[Natural language region descriptions]
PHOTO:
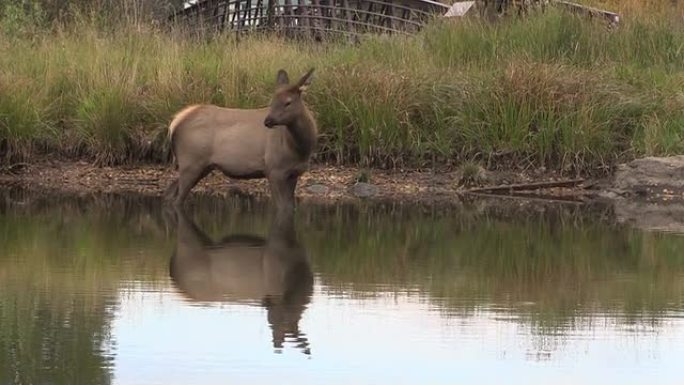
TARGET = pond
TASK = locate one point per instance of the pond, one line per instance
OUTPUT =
(116, 290)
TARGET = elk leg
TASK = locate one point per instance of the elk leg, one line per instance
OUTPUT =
(171, 191)
(282, 191)
(188, 178)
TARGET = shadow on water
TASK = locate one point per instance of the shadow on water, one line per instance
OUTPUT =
(274, 271)
(556, 270)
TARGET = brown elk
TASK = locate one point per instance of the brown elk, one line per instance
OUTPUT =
(275, 271)
(274, 142)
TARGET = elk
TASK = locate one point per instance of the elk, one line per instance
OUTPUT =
(274, 142)
(275, 271)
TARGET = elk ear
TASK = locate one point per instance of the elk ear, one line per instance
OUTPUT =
(282, 78)
(304, 82)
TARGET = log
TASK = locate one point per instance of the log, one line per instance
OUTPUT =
(613, 17)
(527, 186)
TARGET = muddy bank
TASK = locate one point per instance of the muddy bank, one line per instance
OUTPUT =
(321, 183)
(647, 199)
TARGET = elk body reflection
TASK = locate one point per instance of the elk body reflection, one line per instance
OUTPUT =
(274, 271)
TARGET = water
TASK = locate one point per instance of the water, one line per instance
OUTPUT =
(107, 290)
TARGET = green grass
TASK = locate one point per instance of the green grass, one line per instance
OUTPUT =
(551, 90)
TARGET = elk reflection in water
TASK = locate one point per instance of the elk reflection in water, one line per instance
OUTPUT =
(274, 271)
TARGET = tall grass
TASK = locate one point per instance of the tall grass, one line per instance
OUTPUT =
(551, 90)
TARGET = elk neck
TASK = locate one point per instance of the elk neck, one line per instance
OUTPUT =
(303, 132)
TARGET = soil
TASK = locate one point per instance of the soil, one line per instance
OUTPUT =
(321, 183)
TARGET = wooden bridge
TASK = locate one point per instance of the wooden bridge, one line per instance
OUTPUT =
(310, 18)
(319, 19)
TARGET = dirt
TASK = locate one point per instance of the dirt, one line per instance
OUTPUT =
(321, 183)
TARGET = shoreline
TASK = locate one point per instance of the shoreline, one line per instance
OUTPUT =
(320, 184)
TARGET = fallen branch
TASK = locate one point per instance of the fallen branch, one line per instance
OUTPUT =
(529, 198)
(612, 17)
(13, 168)
(527, 186)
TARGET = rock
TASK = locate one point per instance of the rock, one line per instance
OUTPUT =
(650, 177)
(650, 216)
(364, 190)
(317, 189)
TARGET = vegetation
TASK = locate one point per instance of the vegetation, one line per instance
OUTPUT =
(551, 90)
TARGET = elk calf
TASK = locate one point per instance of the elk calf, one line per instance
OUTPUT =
(275, 143)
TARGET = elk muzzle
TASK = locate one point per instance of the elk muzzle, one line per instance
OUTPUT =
(269, 122)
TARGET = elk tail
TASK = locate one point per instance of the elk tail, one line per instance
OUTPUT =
(178, 119)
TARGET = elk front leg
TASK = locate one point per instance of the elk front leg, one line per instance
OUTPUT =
(282, 191)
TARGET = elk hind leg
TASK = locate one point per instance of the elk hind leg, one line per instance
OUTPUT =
(187, 179)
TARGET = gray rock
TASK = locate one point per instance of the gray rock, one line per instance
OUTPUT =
(650, 176)
(364, 190)
(317, 189)
(667, 217)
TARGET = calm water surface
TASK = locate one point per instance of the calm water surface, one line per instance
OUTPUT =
(111, 290)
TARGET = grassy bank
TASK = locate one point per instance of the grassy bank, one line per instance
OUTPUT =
(552, 91)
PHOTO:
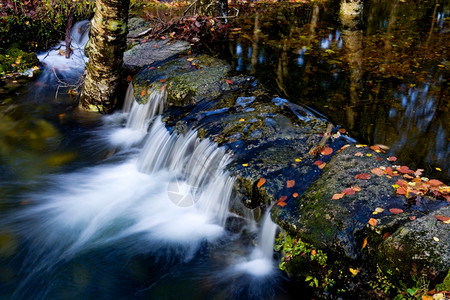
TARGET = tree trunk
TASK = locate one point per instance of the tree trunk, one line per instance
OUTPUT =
(106, 46)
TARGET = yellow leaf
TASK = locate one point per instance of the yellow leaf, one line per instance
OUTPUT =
(365, 243)
(354, 271)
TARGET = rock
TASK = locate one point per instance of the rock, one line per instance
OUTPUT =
(419, 247)
(340, 225)
(149, 52)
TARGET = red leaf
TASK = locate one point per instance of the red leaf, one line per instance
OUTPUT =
(362, 176)
(396, 211)
(377, 171)
(326, 151)
(290, 183)
(348, 191)
(337, 196)
(261, 182)
(442, 218)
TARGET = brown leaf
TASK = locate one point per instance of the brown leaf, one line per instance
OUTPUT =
(348, 191)
(362, 176)
(261, 182)
(396, 211)
(290, 183)
(337, 196)
(373, 222)
(377, 171)
(326, 151)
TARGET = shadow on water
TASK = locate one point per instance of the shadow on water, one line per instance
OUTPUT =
(380, 70)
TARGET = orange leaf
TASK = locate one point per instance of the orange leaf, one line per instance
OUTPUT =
(290, 183)
(435, 182)
(348, 191)
(326, 151)
(362, 176)
(321, 166)
(396, 211)
(373, 222)
(261, 182)
(443, 218)
(377, 171)
(337, 196)
(365, 243)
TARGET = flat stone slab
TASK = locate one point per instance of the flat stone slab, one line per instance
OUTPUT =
(149, 52)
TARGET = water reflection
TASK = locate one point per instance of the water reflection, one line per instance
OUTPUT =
(380, 70)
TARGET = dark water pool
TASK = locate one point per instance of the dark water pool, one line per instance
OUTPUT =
(380, 70)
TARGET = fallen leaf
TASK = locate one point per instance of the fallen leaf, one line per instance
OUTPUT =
(356, 188)
(396, 211)
(377, 171)
(362, 176)
(321, 166)
(348, 191)
(443, 219)
(364, 243)
(373, 222)
(261, 182)
(435, 182)
(337, 196)
(354, 271)
(326, 151)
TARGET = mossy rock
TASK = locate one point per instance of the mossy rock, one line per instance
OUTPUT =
(419, 247)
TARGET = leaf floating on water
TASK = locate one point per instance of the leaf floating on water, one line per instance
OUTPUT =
(290, 183)
(326, 151)
(365, 242)
(362, 176)
(348, 191)
(396, 211)
(354, 271)
(261, 182)
(337, 196)
(377, 171)
(443, 219)
(373, 222)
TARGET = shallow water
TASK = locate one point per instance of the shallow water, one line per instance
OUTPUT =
(382, 73)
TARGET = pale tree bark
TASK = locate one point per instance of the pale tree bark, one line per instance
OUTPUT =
(107, 42)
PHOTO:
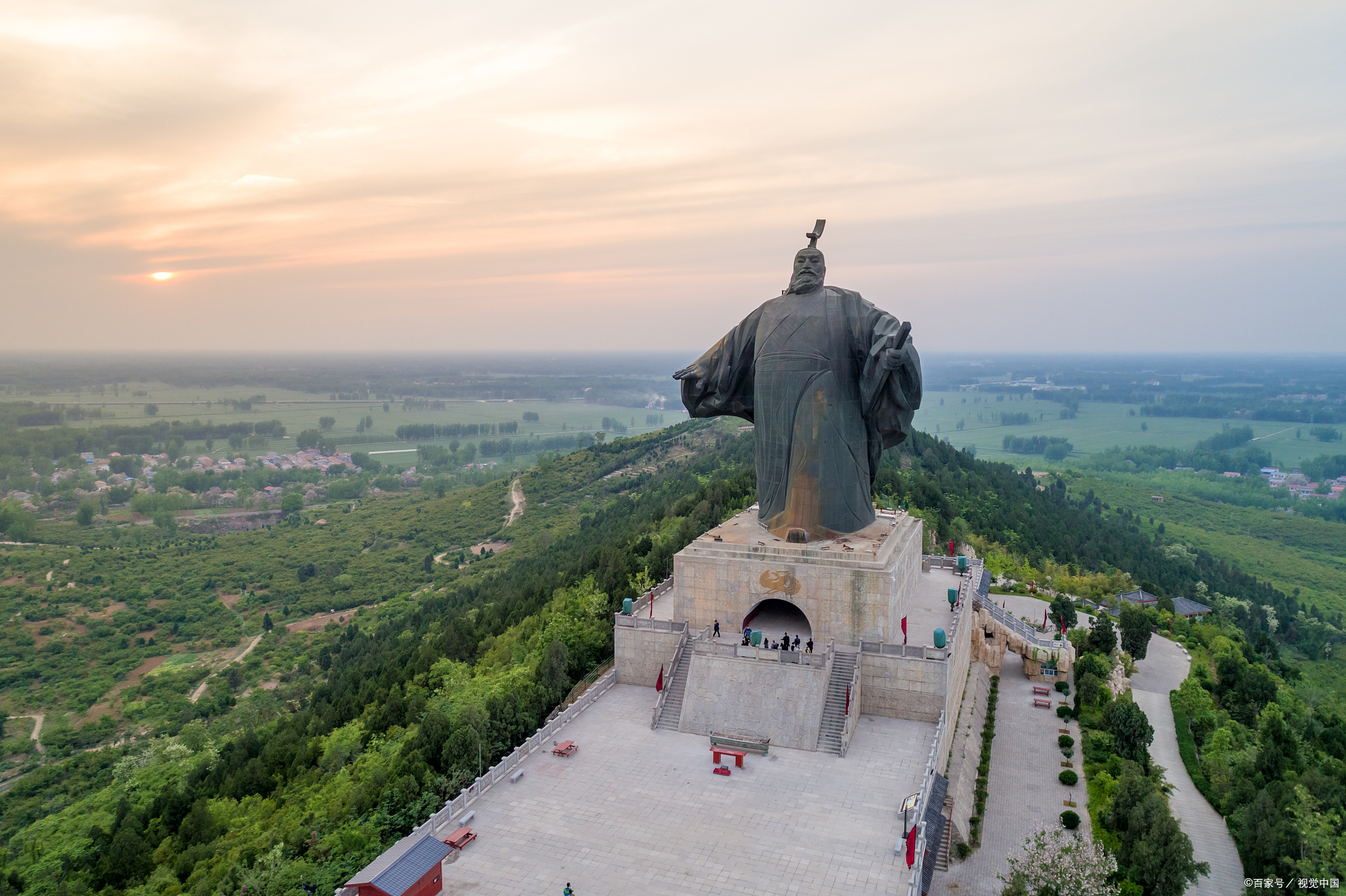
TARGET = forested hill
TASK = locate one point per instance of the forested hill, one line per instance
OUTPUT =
(372, 725)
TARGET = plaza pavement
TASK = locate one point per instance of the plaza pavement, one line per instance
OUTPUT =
(639, 811)
(1162, 670)
(1023, 790)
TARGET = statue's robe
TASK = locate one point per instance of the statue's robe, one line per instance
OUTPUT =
(808, 372)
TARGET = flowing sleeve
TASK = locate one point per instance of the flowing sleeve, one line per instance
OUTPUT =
(890, 397)
(727, 385)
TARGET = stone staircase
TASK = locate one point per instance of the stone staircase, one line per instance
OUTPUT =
(833, 711)
(676, 686)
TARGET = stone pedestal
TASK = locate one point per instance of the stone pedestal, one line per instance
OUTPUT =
(854, 587)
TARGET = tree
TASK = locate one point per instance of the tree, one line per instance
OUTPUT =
(1061, 864)
(1063, 611)
(1103, 637)
(1135, 630)
(551, 671)
(1161, 860)
(85, 514)
(1131, 731)
(166, 522)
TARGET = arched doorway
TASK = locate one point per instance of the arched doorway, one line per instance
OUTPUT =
(776, 617)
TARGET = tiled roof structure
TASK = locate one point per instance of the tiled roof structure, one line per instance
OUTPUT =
(404, 864)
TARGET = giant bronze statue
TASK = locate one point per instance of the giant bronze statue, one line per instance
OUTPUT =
(829, 381)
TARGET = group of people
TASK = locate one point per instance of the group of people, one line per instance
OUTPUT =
(785, 643)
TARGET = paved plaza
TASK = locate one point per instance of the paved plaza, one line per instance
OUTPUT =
(639, 811)
(1023, 792)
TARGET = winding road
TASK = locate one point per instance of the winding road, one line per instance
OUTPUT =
(1162, 670)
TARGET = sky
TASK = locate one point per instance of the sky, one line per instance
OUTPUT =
(525, 177)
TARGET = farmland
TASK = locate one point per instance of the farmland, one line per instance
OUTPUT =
(1098, 426)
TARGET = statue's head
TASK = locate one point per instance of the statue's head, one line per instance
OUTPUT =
(809, 271)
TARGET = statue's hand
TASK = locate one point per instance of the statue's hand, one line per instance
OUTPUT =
(893, 358)
(692, 373)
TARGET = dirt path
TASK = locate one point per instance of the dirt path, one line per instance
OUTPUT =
(201, 688)
(37, 730)
(516, 493)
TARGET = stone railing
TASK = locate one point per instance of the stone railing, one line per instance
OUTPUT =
(922, 803)
(642, 603)
(908, 652)
(678, 658)
(1021, 629)
(854, 716)
(648, 625)
(501, 770)
(720, 648)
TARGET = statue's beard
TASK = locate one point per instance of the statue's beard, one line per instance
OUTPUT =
(805, 282)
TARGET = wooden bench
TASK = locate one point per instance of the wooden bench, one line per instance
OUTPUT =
(755, 746)
(724, 751)
(461, 837)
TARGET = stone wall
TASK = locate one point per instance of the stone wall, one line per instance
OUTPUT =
(639, 653)
(846, 595)
(959, 662)
(965, 750)
(755, 698)
(902, 688)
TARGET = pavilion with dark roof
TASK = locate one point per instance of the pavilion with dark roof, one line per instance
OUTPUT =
(411, 866)
(1182, 606)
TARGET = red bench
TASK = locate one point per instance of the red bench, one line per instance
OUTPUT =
(720, 751)
(461, 837)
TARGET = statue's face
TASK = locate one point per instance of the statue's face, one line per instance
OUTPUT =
(809, 271)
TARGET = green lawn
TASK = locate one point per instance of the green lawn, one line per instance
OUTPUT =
(300, 411)
(1096, 427)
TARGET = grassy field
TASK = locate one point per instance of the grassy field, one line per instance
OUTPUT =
(1098, 426)
(300, 411)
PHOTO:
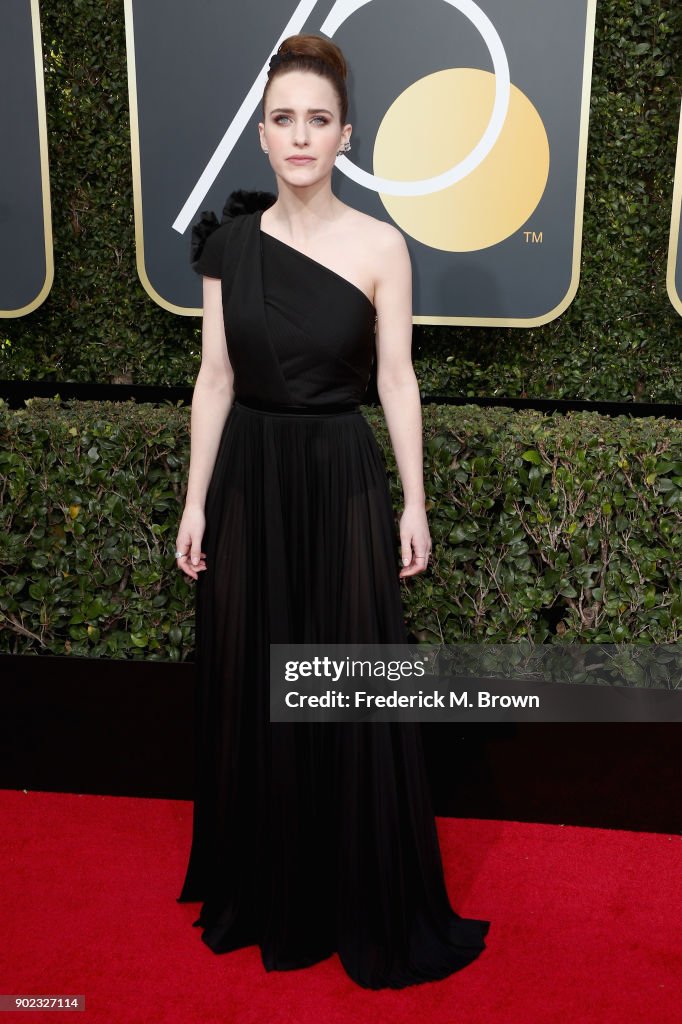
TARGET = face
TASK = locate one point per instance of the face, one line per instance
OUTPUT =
(302, 129)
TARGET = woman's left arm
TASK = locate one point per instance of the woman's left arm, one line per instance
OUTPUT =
(398, 392)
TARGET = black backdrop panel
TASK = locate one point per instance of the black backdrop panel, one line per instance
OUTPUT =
(26, 244)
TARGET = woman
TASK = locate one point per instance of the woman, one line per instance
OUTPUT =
(308, 839)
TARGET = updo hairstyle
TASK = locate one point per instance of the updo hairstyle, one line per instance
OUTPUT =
(307, 52)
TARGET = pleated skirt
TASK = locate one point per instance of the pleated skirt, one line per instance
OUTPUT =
(309, 839)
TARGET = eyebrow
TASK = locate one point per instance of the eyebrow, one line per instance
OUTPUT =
(311, 110)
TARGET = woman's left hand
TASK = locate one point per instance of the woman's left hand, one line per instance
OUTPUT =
(415, 541)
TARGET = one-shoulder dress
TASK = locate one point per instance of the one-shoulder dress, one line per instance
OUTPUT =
(308, 839)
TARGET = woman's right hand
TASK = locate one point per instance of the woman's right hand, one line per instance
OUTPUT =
(188, 542)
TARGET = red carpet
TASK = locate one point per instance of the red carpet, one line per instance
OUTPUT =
(585, 926)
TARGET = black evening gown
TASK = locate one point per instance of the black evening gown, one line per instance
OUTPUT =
(308, 839)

Exercise details:
Give again, word for word, every line from the top of the data through the line with "TARGET = elk body reflection", both ends included, and exclude the pictures.

Result for this exercise:
PHOTO:
TARGET = pond
TASK = locate one point per instance of the pond, one line per instance
OUTPUT =
(116, 290)
TARGET = elk leg
TASK = locate one point per instance of the elk leg, one line per instance
OUTPUT =
(171, 191)
(282, 191)
(188, 178)
TARGET = shadow on water
TASK = locate one point per instance of the shadow on water, one line per instance
OUTPUT =
(274, 271)
(556, 270)
TARGET = brown elk
TASK = locate one point per instance of the brown elk, one line per instance
OUTPUT =
(275, 271)
(274, 142)
TARGET = elk
TASK = locate one point per instance of the elk, one line per instance
OUTPUT =
(274, 142)
(275, 271)
TARGET = elk ear
TASK = locate one point per instance of the elk ear, one line per instance
OUTPUT =
(282, 78)
(304, 82)
TARGET = log
TASK = locate one point per instance of the log, one line per instance
OUTPUT =
(613, 17)
(527, 186)
TARGET = muddy bank
TASK = locate one point per instance of the muddy bank, one line per instance
OUTPUT =
(321, 183)
(647, 199)
TARGET = elk body reflection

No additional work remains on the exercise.